■ **What is expected**:
Pick up the article on the Comer family's climate research funding where it stops and write what comes next.

■ **Extracted text**:
⁂
The relative absence of ice throughout the passage concerned Comer and eventually spawned his passionate interest in abrupt climate change. Before his death in 2006, he studied the technical papers of scientists across the globe, tracked down leaders in the field to fund their research and passed on his passion to Stephanie and her brother Guy. Today, they oversee her family’s climate change philanthropy. 

In a political atmosphere where global warming became a battleground of debate that hampered funding, the Comer Science and Education Foundation stepped up to try to make climate research the priority. “There’s really a deplorable lack of funding in this country, I think, for scientists and research, specifically in this area,” Stephanie said. “And the last eight years have been really rough.” 

Climate change in and of itself isn’t necessarily unusual. The planet has undergone cycles of warming and cooling for hundreds of thousands of years. In the first half of the 20th century, Serbian scientist Milutin Milanković tied cyclical climate change to the Earth’s orbit. The thing that worried Comer and scientists in the field, however, was the human link between greenhouse gases and global warming and the possibility of accelerating global warming to a tipping point of abrupt climate change. That would mean radical temperature swings that can happen over a period of as little as a few decades rather than millennia. 

Comer’s epiphany in the Arctic motivated him to put a portion of his Lands’ End profit— $1 billion when he sold the company to Sears in 2002—into abrupt climate change research. 

His strategy? Funnel his money directly to leading climate scientists through fellowships for graduate and postdoctoral students to study with these mentors and learn the field. Initially Comer’s goal was to donate $1 million. But, by now, Stephanie Comer estimates that the Comer Foundation has given close to $50 million to climate change research alone. Her father and her mother, Frances, also donated $84 million to the Comer Children’s Hospital and to pediatric medicine at the University of Chicago. 

For Stephanie and Guy, the goal remains to fund research addressing abrupt climate change, and they are doing so through grants to 21 scientists dedicated to the subject. 

The scientists gathered recently to share their research at the family’s Wisconsin estate, a place fondly called “the farm” and set in an idyllic patchwork of hills and forests. At the conference, scientists unequivocally linked the current global warming to human activities, using evidence they have gathered from ice cores, glaciers, drylands and caves.
⁂
■ **Dataset records**:
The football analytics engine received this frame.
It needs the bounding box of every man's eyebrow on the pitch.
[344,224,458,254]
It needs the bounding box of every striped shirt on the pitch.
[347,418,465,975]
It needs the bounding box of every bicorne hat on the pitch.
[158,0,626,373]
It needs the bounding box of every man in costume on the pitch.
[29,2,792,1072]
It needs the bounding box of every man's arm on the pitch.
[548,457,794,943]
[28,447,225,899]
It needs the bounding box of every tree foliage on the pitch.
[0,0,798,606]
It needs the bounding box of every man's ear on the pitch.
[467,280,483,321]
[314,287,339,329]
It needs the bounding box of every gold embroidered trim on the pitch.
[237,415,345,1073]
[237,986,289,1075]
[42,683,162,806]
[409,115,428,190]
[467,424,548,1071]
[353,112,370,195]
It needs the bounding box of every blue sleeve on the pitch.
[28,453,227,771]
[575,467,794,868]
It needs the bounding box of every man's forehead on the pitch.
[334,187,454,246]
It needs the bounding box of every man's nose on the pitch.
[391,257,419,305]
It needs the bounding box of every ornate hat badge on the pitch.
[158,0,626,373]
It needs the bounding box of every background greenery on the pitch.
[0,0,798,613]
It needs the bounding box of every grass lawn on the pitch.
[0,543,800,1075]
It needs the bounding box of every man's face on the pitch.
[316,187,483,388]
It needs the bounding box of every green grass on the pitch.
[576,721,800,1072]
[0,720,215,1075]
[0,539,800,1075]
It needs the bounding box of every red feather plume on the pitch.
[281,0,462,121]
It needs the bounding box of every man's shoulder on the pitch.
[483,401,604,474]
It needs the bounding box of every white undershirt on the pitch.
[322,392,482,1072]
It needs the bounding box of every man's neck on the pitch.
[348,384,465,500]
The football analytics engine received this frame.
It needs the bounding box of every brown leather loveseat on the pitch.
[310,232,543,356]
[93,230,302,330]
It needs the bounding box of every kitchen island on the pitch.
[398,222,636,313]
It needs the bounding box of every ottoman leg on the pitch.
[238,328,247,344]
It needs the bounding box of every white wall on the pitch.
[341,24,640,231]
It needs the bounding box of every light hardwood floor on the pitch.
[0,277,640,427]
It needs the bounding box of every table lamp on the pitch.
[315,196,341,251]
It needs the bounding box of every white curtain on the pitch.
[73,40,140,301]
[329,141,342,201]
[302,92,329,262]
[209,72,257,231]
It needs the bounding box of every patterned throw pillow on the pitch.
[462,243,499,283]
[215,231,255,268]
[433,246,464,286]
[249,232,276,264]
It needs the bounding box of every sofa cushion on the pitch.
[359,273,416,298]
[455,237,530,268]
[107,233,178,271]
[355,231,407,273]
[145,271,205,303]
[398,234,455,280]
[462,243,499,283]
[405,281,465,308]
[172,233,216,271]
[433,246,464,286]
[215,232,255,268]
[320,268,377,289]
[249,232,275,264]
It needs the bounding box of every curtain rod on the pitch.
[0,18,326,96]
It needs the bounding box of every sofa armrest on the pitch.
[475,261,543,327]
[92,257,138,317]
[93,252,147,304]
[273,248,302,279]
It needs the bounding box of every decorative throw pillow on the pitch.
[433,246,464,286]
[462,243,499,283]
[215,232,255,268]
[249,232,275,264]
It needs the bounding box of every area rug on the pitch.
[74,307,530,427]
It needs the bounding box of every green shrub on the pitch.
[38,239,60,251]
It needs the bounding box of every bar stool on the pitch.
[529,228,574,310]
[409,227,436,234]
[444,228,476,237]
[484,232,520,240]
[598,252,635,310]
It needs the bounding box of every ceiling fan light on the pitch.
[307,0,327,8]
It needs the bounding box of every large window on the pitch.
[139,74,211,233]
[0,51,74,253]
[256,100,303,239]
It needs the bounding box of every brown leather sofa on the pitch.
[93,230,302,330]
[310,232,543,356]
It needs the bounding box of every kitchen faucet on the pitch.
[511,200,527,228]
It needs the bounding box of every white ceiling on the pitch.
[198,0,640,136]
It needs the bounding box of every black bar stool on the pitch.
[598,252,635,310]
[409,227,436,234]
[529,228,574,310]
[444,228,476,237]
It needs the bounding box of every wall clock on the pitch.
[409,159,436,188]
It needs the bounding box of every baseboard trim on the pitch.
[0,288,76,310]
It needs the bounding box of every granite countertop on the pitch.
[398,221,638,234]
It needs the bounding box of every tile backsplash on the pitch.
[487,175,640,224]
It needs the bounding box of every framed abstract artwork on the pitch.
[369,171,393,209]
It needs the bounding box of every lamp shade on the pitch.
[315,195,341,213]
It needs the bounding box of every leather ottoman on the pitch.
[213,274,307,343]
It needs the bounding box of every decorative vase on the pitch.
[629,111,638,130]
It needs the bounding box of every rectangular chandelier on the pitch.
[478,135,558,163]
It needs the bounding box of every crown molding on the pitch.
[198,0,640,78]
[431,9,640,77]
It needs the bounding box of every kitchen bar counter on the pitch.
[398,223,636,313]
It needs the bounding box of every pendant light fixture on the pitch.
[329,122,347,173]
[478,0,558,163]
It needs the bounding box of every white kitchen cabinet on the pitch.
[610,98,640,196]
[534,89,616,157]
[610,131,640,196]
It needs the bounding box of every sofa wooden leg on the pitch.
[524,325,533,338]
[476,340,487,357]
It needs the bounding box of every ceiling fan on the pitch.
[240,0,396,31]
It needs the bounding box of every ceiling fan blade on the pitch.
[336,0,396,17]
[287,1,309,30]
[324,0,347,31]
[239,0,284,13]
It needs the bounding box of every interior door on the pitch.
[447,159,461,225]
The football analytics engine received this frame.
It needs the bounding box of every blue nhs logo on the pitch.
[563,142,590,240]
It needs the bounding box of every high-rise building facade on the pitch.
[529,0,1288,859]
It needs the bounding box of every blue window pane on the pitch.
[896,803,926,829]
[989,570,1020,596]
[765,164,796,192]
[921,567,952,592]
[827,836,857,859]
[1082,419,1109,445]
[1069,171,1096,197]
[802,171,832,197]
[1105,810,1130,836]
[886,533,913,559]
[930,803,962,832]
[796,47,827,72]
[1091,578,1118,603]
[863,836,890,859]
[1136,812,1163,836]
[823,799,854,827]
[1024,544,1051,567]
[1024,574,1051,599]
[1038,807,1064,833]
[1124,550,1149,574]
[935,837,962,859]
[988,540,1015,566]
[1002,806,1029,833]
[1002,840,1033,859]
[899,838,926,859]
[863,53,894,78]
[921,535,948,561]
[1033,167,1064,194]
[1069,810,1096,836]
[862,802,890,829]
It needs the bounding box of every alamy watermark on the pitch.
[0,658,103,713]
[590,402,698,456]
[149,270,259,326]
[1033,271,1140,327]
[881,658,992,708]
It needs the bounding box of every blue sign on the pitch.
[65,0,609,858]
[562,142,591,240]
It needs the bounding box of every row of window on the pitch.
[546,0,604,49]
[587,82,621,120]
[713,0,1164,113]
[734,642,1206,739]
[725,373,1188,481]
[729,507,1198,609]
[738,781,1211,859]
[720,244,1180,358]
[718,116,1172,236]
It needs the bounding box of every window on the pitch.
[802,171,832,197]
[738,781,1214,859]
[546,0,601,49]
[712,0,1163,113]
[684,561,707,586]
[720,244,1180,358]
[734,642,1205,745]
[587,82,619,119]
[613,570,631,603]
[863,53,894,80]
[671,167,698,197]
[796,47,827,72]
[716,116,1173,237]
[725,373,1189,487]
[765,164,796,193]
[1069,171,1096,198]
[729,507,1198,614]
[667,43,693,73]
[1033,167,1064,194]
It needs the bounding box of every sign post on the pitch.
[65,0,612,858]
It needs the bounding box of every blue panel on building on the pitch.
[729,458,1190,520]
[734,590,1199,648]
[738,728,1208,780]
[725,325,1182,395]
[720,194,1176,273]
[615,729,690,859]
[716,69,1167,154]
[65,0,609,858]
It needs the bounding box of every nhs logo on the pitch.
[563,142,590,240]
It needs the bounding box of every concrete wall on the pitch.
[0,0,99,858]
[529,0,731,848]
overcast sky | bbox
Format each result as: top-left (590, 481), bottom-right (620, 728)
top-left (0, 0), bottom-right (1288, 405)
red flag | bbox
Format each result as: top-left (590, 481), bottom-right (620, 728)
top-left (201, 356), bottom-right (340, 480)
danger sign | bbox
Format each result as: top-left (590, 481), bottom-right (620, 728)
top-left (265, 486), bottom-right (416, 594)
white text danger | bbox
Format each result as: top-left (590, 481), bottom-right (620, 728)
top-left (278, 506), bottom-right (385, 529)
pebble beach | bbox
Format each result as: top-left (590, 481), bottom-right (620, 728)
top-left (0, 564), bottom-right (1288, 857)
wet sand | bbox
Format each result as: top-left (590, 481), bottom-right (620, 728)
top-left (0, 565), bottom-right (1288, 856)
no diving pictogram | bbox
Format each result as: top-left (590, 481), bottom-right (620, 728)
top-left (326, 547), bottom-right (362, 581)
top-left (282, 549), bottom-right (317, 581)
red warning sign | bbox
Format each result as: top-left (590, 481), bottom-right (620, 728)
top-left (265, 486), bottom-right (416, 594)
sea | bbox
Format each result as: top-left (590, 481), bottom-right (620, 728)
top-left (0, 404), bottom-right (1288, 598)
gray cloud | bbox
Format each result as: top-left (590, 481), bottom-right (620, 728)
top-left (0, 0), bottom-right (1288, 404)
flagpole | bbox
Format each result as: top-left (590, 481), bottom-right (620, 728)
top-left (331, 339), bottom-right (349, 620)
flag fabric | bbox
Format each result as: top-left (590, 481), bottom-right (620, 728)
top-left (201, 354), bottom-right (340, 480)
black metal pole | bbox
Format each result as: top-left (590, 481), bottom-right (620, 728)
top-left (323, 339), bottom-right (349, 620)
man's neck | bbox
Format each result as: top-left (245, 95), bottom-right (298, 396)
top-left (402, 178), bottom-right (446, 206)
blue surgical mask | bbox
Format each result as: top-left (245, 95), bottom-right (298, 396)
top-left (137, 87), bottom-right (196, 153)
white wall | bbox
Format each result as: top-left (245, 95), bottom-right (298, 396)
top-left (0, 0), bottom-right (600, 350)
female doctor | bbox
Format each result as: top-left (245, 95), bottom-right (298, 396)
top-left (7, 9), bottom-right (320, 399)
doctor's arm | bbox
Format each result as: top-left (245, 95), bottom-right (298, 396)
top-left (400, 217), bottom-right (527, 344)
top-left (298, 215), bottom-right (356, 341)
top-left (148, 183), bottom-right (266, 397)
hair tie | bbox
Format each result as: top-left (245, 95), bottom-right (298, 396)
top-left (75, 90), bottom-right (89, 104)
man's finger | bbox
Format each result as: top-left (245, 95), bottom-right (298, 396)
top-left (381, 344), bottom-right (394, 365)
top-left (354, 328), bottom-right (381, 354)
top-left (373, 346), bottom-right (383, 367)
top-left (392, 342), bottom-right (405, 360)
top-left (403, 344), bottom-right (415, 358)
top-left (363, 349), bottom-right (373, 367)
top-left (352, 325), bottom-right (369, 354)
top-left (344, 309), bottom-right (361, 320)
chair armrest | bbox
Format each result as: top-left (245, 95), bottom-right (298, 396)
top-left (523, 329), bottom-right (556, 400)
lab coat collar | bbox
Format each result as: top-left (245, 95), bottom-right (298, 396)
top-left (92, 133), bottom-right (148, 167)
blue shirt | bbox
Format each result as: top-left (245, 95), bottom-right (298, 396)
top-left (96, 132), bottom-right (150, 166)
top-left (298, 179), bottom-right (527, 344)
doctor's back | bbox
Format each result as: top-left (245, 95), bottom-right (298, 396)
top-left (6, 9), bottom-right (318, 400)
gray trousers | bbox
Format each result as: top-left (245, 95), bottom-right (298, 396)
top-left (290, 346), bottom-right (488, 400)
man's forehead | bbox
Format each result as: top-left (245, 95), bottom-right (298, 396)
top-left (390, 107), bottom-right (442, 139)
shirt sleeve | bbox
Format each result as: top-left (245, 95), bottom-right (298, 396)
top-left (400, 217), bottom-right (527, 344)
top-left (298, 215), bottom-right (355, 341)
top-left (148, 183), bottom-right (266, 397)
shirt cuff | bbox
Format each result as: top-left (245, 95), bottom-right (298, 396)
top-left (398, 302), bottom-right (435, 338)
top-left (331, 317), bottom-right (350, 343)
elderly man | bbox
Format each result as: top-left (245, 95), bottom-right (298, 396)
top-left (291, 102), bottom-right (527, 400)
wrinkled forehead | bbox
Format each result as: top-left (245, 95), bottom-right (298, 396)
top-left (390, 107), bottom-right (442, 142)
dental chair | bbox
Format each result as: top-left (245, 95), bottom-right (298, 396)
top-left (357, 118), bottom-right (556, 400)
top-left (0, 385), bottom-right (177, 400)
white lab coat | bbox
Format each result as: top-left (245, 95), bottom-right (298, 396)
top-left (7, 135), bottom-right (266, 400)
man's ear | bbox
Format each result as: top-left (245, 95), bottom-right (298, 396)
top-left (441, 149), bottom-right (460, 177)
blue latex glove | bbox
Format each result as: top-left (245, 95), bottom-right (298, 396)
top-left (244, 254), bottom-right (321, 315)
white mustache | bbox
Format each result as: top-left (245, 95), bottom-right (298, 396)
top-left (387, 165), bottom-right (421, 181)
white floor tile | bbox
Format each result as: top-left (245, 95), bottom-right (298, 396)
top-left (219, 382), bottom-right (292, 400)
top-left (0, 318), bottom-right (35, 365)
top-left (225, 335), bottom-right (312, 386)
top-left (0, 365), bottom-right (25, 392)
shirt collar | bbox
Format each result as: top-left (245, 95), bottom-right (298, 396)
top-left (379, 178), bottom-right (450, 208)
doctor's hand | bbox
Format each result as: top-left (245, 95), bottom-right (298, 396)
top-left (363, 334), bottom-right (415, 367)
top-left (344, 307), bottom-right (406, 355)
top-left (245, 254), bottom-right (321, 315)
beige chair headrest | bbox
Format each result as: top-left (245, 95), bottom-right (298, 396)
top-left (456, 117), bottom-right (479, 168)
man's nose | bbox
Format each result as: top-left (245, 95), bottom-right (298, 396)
⁂
■ **Task response**:
But they said they are still looking for answers to explain the triggers that ignite abrupt climate change; the reasons climate patterns in the northern hemisphere are different than those in the southern hemisphere, and the fundamental connection between global warming and CO2, a gas emitted by fossil fuels such as gasoline. 

“There are many unanswered questions and in order for us to plan what’s going to happen, you need to understand them,” Stephanie said. Though the research focuses on the big picture, she is also an advocate of the small changes individuals can make to further stall climate change. 

“There are sort of the big questions, and then I think we have to take it down to how in our daily lives can we continue emitting less carbon,” she said. 

The Comer Foundation and the league of dedicated climate change scientists working with it is Comer’s “unexpected legacy,” Stephanie said. Mike Kaplan, a geochemist at the Lamont-Doherty Earth Observatory of Columbia University told her that the foundation’s philanthropy has moved the field forward 15 to 20 years. 

For now, the Comer Foundation plans to continue to support the scientists, host an annual conference and rally additional support for climate change research. Eventually, Stephanie would like to see their research translate into actual policy. 

“Boy, I wish my dad were still here to see all this and to push it along because he was truly a visionary,” Stephanie said. “I think that in our small way my brother and I are really trying to continue and to push his vision forward.”